Ticking Boxes vs Managing Risks
A few weeks back, I had a call with the board of an impact fund trying to wrap their heads around “financial crime.” They’d been managing anti-money laundering (AML) risks for a while. Their regulator was obsessed with “the origin of funds.” This fund is backed by development finance and large sustainability-minded institutional investors. Ticking boxes to confirm that a Nordic government’s funds are okay seems like a good use of everyone’s time. Oddly, the regulator was much less concerned with the fund’s investments—where all the risk actually lies. The fund invests in emerging market scale-ups in renewables, education, and microfinance.
Wearily, the COO asked me if my work (around anti-corruption, fraud prevention, and associated areas) would require the same box-ticking BS. “No,” I thought—and then said. But I needed to back up that assertion.
What came out of my mouth next shaped my thinking: “Some elements of compliance will be tedious. Most of that work usually fixates on elements within your control. It’s the bits you can’t easily control where the risk lies.”

[Referring expression data]
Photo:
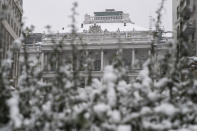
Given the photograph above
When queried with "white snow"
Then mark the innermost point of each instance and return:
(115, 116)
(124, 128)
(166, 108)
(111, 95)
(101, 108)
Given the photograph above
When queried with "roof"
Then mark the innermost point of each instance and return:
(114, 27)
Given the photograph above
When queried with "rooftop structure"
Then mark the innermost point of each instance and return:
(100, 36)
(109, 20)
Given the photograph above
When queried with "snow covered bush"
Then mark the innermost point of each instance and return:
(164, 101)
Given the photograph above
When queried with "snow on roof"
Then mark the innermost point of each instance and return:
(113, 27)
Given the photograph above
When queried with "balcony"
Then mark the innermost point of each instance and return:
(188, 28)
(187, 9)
---
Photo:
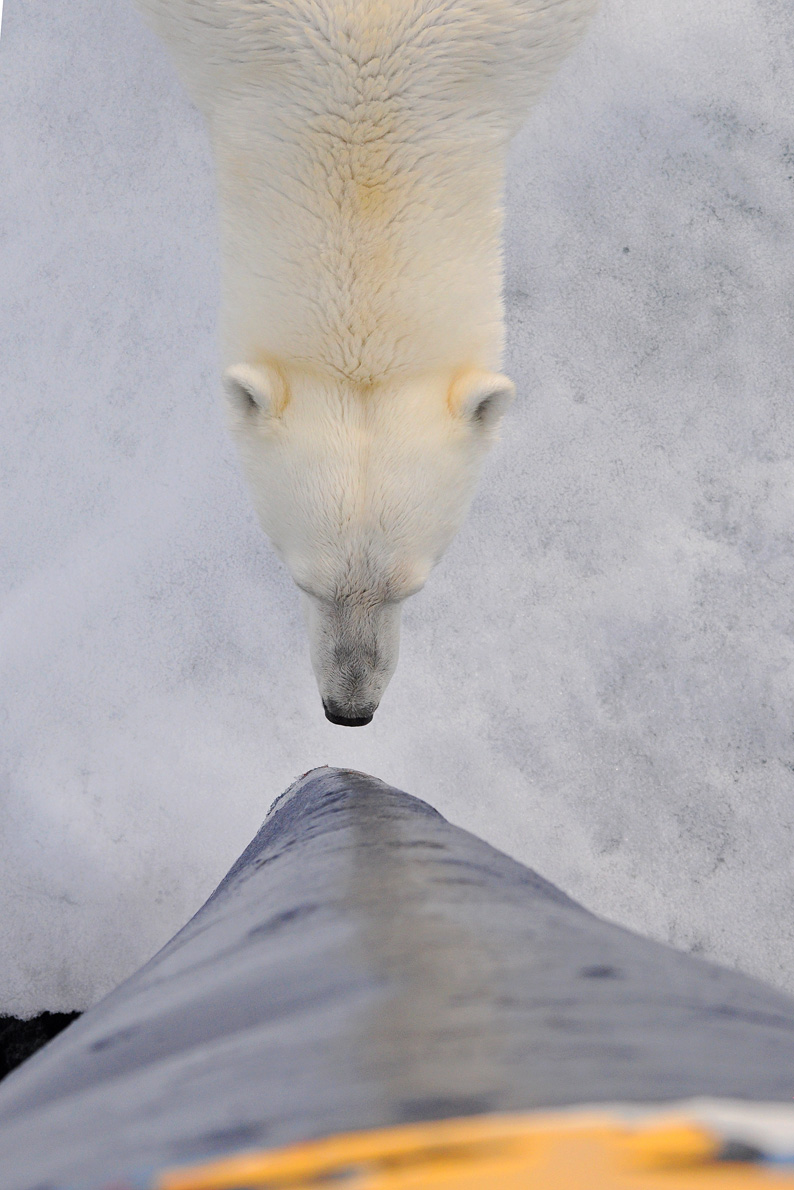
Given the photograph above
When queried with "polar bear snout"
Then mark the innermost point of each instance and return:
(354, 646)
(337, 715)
---
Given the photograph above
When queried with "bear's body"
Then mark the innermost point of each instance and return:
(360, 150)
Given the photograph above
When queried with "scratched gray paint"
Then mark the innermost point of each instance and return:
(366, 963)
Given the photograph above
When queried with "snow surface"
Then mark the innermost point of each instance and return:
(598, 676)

REQUIRED WORK:
1. From the essay on box-ticking compliance, extract word for word the part that opens with the words containing "Ticking Boxes vs" and closes with "up that assertion.".
2. Answer these questions from the essay on box-ticking compliance:
(a) Which three sectors does the fund invest in?
(b) Who asked the author whether the author's work would require the same box-ticking?
(c) According to what the author said next, where does the risk lie?

SOLVED PROBLEMS:
1.
Ticking Boxes vs Managing Risks
A few weeks back, I had a call with the board of an impact fund trying to wrap their heads around “financial crime.” They’d been managing anti-money laundering (AML) risks for a while. Their regulator was obsessed with “the origin of funds.” This fund is backed by development finance and large sustainability-minded institutional investors. Ticking boxes to confirm that a Nordic government’s funds are okay seems like a good use of everyone’s time. Oddly, the regulator was much less concerned with the fund’s investments—where all the risk actually lies. The fund invests in emerging market scale-ups in renewables, education, and microfinance.
Wearily, the COO asked me if my work (around anti-corruption, fraud prevention, and associated areas) would require the same box-ticking BS. “No,” I thought—and then said. But I needed to back up that assertion.

2.
(a) Renewables, education, and microfinance.
(b) The COO.
(c) In the bits you can't easily control.